--- Données fournies ---
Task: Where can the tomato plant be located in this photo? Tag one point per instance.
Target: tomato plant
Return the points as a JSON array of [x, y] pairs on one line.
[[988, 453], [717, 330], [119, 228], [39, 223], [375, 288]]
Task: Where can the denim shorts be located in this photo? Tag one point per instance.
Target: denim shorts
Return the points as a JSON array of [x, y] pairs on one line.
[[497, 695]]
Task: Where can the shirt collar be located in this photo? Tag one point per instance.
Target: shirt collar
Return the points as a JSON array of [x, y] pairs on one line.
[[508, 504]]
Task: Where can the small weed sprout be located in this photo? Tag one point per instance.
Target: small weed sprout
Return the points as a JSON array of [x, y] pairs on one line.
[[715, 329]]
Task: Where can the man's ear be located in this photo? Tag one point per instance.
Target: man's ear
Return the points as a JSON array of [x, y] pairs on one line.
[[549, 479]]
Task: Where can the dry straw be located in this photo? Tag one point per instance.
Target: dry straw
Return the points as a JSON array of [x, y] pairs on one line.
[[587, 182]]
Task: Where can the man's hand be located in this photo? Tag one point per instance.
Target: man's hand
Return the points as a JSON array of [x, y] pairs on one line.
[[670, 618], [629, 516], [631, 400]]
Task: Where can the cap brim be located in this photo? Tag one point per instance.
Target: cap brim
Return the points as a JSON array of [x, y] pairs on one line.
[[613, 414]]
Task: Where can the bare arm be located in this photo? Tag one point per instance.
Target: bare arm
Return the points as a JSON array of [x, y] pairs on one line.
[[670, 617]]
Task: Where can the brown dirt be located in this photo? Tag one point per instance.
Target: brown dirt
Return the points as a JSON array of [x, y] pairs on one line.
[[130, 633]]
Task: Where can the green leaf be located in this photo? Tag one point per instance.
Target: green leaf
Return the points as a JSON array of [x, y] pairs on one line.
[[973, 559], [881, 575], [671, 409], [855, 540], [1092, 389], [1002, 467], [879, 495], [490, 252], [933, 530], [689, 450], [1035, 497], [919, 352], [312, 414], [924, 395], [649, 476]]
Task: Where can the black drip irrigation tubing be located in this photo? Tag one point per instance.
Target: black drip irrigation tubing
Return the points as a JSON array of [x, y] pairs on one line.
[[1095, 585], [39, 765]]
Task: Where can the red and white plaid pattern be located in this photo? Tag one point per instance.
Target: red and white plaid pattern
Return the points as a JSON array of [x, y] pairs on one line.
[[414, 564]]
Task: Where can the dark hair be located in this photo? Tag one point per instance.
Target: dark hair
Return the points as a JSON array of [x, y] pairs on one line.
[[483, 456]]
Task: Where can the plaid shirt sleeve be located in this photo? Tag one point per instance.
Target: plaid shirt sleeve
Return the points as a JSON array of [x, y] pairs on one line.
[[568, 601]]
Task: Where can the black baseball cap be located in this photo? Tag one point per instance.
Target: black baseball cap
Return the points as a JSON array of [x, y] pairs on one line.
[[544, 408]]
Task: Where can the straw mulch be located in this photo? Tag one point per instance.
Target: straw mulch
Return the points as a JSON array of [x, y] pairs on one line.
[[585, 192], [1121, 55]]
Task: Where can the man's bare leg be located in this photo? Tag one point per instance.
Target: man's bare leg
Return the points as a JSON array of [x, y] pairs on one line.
---
Travail demandé: Mettez dans un tableau Markdown les lignes allant de celle qui contient "Task: Where can the red" jusqu'à la fin des données, avec une colonne Num pour le numéro de rang et une colonne Contenu pour la ligne. Omettez les lignes vides.

Réponse correcte:
| Num | Contenu |
|---|---|
| 1 | Task: Where can the red and white plaid pattern be located in this photo? Tag one point per instance. |
| 2 | Target: red and white plaid pattern |
| 3 | Return the points as a JSON array of [x, y] pairs on one line. |
| 4 | [[414, 564]] |
| 5 | Task: Where can the dark hair be located in this photo? Tag one point per instance. |
| 6 | Target: dark hair |
| 7 | Return the points as a JSON array of [x, y] pairs on one line. |
| 8 | [[483, 456]] |
| 9 | Task: Where can the plaid shirt sleeve be located in this photo? Tag one point per instance. |
| 10 | Target: plaid shirt sleeve |
| 11 | Return the points as a JSON array of [x, y] pairs on one line. |
| 12 | [[568, 601]] |
| 13 | Task: Where can the black baseball cap be located in this photo? Tag one point per instance. |
| 14 | Target: black baseball cap |
| 15 | Return the points as a JSON array of [x, y] pairs on one line. |
| 16 | [[544, 408]] |
| 17 | Task: Where can the straw mulch be located in this photo? Tag one point per instance. |
| 18 | Target: straw mulch |
| 19 | Return the points as a JSON array of [x, y] pairs on one line. |
| 20 | [[585, 192], [1121, 55]] |
| 21 | Task: Where can the man's bare leg be located in this photo? Tag one point per instance. |
| 22 | Target: man's bare leg |
| 23 | Return the points as a JSON array of [x, y] pairs on one line. |